Your goal: Render each line of the material below as a Markdown table with the columns No. and Text, omitting blank lines and leaving out the pictures.

Data under study:
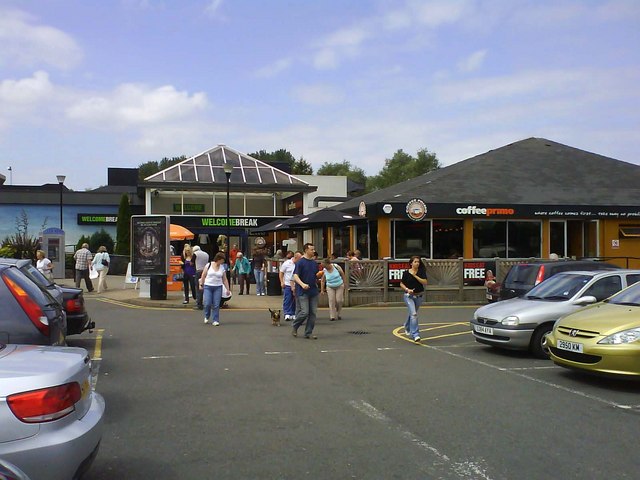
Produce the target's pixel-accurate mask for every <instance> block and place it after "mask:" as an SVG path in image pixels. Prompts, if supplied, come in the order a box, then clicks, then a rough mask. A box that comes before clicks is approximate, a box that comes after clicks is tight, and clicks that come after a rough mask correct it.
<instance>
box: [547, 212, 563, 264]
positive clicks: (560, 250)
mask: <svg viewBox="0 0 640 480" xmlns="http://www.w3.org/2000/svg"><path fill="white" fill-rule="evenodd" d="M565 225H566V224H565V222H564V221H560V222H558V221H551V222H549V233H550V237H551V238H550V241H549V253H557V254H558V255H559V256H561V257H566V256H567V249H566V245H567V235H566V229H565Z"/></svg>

Task output:
| No. | Text |
|---|---|
| 1 | Produce the target's pixel-accurate mask for every <instance> block and place it after "mask:" as an SVG path in image pixels. Prompts, if supplied, come in the order a box, then clicks, then a rough mask. A box that comes before clicks is approximate, a box that comes after clicks is tight, and clicks that come after a rough mask correct it. |
| 2 | <instance> |
| 3 | box: [547, 212, 563, 264] |
| 4 | positive clicks: (560, 250) |
| 5 | mask: <svg viewBox="0 0 640 480" xmlns="http://www.w3.org/2000/svg"><path fill="white" fill-rule="evenodd" d="M565 225H566V224H565V222H564V221H560V222H558V221H551V222H549V233H550V237H551V238H550V241H549V253H557V254H558V255H559V256H561V257H566V256H567V249H566V245H567V235H566V229H565Z"/></svg> |